#### [Passage provided]
#####

Hurricane Dean was expected to strengthen into an extremely
powerful Category 5 storm as it passed Jamaica and neared Mexico's
Yucatan Peninsula, the US National Hurricane Center
confirmed.
Category 5 hurricanes are the strongest and potentially most
destructive tropical cyclones on the five-step Saffir-Simpson scale
of hurricane intensity with top sustained winds in excess of 249
km/ph.
On Friday Hurricane Dean smashed into the Caribbean islands,
leveling banana plantations and setting off landslides.
The US National Hurricane Center said Dean was capable of
widespread destruction.
It was expected to strengthen further before plowing directly over
Jamaica toward the Gulf, home to a third of US domestic crude oil
and 15% of natural gas production.
Dean roared through the narrow channel between the Lesser Antilles
islands of St. Lucia and Martinique early Friday, crossing from the
Atlantic Ocean to the warm Caribbean Sea.
Its progress was being nervously watched by energy markets, which
have been skittish about hurricanes since powerful storms in 2004
and 2005, including Ivan, Katrina and Rita, disrupted oil and gas
production.
Transocean, Royal Dutch Shell, Murphy Oil and other companies
pulled dozens of workers from offshore rigs.
Dean, the first hurricane of what is expected to be an
above-average Atlantic season, lifted the roof off the pediatric
wing at Victoria Hospital in St. Lucia's capital, Castries, but
patients had already been moved, officials said.
Heraldine Rock, an ex-government minister in the former British
colony of 170,000 people, said the storm ripped roofs off houses
and damaged at least two banana plantations.
"In one village, telephone and power lines are down. They're strewn
all over the road, trees are uprooted and are blocking the roads,"
she said. "In another village, a landslide has been reported,
cutting off any access to the airport."
Deputy Prime Minister Leonard Montoute said at least two people
were injured when a tree fell on their home.
"I'm told that the coastal areas have taken a severe battering.
There's debris all over Castries in the capital and flood waters on
the roads," he said.
Heading for Gulf
On neighboring Martinique, an elderly man died of a heart attack
during the storm and six people were injured. The hurricane
destroyed all the banana plantations, which employ 10,000 of
Martinique's 400,000 residents, and wiped out 70% of the sugarcane
farms, said Christian Estrosi, France's secretary of state for
overseas territories.
"In economic terms the damage is large and even dramatic," said
Estrosi, who planned to travel to Martinique on Saturday to
announce emergency aid measures.
"We will not leave anybody on the side of the road," he
said.
Category 3 to 5 storms, referred to collectively as "major" storms,
are generally the most destructive and have included infamous
hurricanes like Katrina.
Dean's projected path would put it directly over Jamaica on Sunday
and near Mexico's Yucatan Peninsula or straight into the Gulf of
Mexico through the Yucatan Channel by Tuesday.
If it crosses the Yucatan, it is projected to emerge in the
southern Gulf and could disrupt operations in the Cantarell Complex
of Mexican oil fields, which is one of the world's most productive
and supplies two-thirds of Mexico's crude oil output.
Computer models have fluctuated between an eventual landing as far
north as Louisiana, which bore the brunt of Rita and Katrina, and
Belize, at the southern end of the Yucatan, but began to shift
generally more to the south late on Friday.
Storm alerts were in effect across the Caribbean region, including
Guadeloupe, the Dominican Republic, the British and USVirgin
Islands, Puerto Rico, Anguilla, Grenada, Montserrat, Antigua and
Barbuda, St. Kitts and Nevis, Jamaica and Cuba.
Forecasters have predicted the six-month 2007 hurricane season
would be more active than average with up to 16 named storms. An
average year historically has 10 or 11 storms.

#####

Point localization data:

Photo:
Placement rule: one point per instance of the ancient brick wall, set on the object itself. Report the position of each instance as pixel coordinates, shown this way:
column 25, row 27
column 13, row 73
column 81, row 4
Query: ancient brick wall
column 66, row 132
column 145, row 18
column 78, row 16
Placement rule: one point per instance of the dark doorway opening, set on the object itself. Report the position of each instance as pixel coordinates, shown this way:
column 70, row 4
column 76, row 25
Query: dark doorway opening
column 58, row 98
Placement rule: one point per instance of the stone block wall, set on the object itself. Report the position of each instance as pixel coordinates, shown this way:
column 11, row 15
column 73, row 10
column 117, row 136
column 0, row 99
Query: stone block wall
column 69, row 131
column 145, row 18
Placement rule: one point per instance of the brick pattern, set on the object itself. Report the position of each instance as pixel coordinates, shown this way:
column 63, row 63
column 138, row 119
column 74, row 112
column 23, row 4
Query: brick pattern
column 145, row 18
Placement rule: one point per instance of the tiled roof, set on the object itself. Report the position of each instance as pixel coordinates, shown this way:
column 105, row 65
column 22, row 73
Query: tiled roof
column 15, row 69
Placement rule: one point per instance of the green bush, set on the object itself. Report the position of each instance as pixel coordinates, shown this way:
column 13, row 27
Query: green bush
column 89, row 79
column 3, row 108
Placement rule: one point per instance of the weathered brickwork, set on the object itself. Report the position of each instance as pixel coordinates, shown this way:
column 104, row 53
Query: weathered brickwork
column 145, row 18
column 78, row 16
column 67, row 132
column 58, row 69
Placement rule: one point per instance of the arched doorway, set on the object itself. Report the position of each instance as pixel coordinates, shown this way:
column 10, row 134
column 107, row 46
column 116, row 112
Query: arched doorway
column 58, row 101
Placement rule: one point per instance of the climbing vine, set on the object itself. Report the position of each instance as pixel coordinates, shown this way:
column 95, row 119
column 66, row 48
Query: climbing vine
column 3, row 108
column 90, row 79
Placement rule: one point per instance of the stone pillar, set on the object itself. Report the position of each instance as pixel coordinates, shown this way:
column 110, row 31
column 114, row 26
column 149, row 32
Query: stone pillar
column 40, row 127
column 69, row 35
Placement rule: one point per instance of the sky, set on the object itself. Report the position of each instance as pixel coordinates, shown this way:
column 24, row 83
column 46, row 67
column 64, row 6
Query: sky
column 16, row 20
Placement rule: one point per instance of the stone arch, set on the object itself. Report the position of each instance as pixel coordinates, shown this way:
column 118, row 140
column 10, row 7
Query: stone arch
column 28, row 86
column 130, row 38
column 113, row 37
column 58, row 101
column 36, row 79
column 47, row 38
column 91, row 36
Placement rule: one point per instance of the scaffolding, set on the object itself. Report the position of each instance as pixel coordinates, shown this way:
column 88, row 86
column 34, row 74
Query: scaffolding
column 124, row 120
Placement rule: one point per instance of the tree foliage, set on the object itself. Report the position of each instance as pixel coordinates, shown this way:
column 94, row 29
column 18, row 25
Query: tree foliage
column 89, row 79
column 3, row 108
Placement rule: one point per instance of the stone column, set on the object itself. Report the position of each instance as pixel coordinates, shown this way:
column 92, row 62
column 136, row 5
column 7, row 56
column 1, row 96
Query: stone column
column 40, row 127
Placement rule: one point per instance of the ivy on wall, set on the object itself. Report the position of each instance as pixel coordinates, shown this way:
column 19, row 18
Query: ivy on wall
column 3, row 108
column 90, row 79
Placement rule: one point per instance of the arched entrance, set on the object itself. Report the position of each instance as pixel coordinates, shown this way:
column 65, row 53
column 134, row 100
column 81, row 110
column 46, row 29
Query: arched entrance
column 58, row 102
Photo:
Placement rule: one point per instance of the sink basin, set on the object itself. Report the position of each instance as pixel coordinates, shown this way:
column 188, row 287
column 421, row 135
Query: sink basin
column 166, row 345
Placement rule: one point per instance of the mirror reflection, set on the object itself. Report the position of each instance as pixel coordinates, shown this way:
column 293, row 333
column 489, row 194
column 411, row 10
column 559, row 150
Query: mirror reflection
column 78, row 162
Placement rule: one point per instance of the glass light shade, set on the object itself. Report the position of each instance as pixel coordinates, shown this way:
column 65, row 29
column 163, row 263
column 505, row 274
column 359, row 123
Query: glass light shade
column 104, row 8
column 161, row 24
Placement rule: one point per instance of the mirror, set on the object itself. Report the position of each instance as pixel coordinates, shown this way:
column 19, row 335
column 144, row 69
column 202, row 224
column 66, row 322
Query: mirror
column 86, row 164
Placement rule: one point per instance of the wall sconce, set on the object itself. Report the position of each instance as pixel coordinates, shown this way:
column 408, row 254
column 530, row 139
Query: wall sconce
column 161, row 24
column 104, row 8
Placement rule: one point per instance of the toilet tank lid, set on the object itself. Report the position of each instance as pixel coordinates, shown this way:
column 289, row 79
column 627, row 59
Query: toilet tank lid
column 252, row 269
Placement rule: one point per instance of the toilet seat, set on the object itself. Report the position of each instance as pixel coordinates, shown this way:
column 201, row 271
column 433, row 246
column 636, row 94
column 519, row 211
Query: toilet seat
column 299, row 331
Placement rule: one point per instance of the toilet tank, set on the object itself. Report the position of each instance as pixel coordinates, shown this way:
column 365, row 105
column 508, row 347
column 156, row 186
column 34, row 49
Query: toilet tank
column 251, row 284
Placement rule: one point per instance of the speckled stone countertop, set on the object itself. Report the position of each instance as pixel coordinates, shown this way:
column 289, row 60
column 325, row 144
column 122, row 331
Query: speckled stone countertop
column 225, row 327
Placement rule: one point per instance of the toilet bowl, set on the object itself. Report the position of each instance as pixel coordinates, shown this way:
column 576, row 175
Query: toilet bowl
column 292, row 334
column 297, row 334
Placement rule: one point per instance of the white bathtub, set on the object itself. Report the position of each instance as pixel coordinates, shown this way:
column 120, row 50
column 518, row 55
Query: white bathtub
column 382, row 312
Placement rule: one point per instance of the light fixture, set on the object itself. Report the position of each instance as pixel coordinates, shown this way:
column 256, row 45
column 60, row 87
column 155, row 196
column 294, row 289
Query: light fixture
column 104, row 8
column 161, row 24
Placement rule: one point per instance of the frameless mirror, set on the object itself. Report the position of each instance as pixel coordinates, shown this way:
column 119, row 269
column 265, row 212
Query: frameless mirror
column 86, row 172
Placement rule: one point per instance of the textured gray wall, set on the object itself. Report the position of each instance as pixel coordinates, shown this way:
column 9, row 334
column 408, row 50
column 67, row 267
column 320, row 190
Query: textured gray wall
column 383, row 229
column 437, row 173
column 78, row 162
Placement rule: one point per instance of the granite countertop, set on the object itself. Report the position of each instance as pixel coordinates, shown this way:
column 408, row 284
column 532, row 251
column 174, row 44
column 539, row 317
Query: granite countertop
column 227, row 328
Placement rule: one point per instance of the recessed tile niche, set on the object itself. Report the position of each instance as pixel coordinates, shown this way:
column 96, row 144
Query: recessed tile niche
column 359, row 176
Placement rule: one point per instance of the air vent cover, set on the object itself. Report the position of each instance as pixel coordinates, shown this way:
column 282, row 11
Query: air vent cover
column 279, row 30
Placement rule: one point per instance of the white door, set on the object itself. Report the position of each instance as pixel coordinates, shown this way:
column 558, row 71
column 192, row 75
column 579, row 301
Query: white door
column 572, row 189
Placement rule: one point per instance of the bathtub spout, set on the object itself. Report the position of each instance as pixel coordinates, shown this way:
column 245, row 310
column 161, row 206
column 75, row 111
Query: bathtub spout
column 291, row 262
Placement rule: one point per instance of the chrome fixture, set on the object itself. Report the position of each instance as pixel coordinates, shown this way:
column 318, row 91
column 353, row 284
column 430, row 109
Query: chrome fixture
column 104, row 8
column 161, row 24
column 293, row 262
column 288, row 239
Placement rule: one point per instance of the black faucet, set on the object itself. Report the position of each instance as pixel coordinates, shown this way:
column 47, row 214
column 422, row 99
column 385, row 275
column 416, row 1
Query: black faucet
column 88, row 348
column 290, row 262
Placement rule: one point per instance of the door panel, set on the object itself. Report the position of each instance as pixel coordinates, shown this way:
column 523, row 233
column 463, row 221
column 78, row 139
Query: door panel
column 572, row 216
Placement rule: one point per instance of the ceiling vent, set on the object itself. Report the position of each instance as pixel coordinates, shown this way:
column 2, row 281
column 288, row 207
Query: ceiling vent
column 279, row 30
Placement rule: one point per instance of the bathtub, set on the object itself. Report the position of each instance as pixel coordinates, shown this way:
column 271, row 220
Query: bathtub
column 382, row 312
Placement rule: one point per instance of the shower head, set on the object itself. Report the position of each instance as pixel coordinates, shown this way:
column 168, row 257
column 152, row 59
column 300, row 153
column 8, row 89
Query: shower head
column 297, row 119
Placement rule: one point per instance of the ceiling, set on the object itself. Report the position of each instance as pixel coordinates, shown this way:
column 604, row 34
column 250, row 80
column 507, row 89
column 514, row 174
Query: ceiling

#####

#### [Activity]
Can you extract, word for word, the part of the Hurricane Dean article above that starts at the words "Deputy Prime Minister" and stops after "a severe battering."?

#### [Reply to the exercise]
Deputy Prime Minister Leonard Montoute said at least two people
were injured when a tree fell on their home.
"I'm told that the coastal areas have taken a severe battering.